DATA SHOWN:
★ ★ ★ ★ ★ ★ ★
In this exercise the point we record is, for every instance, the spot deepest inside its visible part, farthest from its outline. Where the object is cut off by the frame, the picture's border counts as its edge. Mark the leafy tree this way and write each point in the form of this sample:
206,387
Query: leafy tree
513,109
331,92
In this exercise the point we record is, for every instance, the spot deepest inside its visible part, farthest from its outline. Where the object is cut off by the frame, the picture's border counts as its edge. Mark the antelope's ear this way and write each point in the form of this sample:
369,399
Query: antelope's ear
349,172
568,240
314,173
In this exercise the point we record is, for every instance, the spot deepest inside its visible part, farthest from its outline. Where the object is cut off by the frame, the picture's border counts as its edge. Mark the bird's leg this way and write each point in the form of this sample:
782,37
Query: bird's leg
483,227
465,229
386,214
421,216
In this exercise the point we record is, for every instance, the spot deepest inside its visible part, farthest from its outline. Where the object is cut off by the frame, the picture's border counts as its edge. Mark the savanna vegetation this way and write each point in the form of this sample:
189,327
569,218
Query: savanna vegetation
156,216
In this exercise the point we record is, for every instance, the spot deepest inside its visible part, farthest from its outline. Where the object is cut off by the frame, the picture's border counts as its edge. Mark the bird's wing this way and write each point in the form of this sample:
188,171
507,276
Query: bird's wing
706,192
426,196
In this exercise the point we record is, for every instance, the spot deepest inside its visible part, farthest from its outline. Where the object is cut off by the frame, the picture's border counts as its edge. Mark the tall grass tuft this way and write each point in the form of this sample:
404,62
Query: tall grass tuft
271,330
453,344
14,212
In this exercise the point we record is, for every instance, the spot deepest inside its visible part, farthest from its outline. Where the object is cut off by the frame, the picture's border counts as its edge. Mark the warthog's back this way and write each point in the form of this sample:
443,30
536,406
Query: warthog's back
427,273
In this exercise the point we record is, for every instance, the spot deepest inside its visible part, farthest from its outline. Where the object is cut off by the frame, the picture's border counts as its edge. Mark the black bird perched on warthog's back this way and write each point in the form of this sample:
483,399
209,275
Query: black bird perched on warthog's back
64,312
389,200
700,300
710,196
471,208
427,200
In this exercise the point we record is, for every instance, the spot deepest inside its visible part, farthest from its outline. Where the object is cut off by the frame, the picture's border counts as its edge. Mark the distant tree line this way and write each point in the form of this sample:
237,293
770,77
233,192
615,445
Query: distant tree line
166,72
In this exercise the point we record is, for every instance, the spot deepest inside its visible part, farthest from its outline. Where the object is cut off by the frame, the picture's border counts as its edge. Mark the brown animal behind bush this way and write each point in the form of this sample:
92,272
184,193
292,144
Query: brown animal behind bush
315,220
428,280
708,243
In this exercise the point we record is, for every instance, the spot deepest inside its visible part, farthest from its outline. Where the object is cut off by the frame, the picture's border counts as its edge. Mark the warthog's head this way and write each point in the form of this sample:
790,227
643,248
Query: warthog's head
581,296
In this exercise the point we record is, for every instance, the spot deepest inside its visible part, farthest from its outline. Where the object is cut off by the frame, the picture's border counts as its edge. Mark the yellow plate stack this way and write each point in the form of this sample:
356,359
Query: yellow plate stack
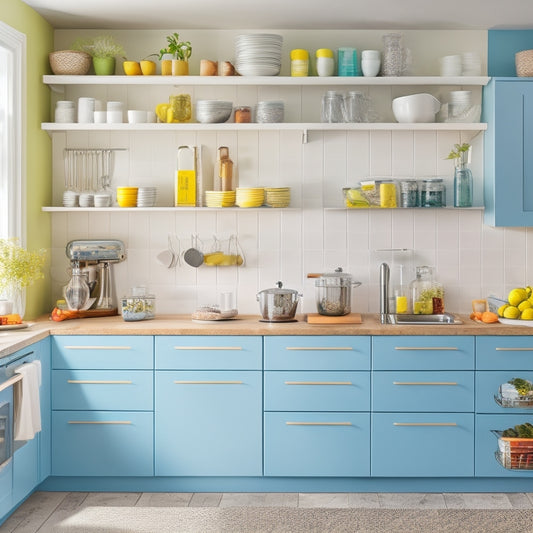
★ ★ ★ ★ ★ ★ ★
WORK TO BE COMPLETED: How many lines in the rows above contain the word "plate"? Reply with the number alone.

TASK OUTPUT: 2